Trecho:
------------------------

Em 2005, três anos após a primeira universidade brasileira implantar a política da reserva de vagas, 15 universidades públicas (federais e estaduais) adotaram o sistema. Em 2008, já são 79, sendo 54 o número de instituições que utilizam cotas raciais e sociais combinadas como critério para preenchimento das vagas reservadas a candidatos(as) negros(as) e/ou indígenas. Apesar dos avanços, é fundamental que as instituições continuem sendo pressionadas e o número de universidades com  cotas seja cada vez maior, bem como os investimentos na melhoria e ampliação de projetos de manutenção de estudantes cotistas.

Outro mito é sobre a adoção de cotas para estudantes da rede pública de ensino. Esse direito é importante, mas não atende diretamente a população negra. Tal medida reforça a ideia equivocada de que não existem mecanismos de exclusão racial nas escolas, sendo esse um dos fatores que mais reproduzem desigualdades entre estudantes negros(as) e brancos(as). Assim, se abrirmos caminhos para a inclusão de pessoas pobres, não estaríamos resolvendo o problema da maioria negra. Mesmo entre pobres, assistiríamos à maior inclusão de pessoas brancas.

------------------------

[Registros armazenados]

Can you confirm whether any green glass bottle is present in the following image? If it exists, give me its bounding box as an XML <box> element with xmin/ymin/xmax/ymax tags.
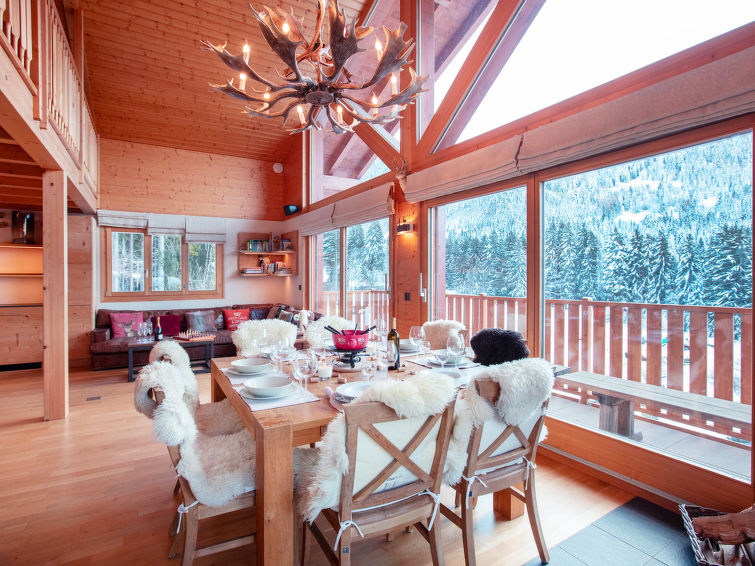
<box><xmin>388</xmin><ymin>317</ymin><xmax>401</xmax><ymax>370</ymax></box>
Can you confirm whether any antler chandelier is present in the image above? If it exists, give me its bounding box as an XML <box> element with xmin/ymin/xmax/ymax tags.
<box><xmin>202</xmin><ymin>0</ymin><xmax>427</xmax><ymax>134</ymax></box>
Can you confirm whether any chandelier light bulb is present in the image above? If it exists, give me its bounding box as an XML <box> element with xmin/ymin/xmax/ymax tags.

------------------------

Tarefas propostas:
1. Segundo o trecho sobre a reserva de vagas, quantas universidades haviam adotado o sistema em 2008?
2. Atualize o trecho sobre a reserva de vagas, reproduzindo tudo o que vai de "Em 2005, três" até "de estudantes cotistas.", com "universidades públicas" substituído por "instituições públicas de ensino superior".

Respostas em sequência:
1. 79 universidades.

2.
Em 2005, três anos após a primeira universidade brasileira implantar a política da reserva de vagas, 15 instituições públicas de ensino superior (federais e estaduais) adotaram o sistema. Em 2008, já são 79, sendo 54 o número de instituições que utilizam cotas raciais e sociais combinadas como critério para preenchimento das vagas reservadas a candidatos(as) negros(as) e/ou indígenas. Apesar dos avanços, é fundamental que as instituições continuem sendo pressionadas e o número de universidades com  cotas seja cada vez maior, bem como os investimentos na melhoria e ampliação de projetos de manutenção de estudantes cotistas.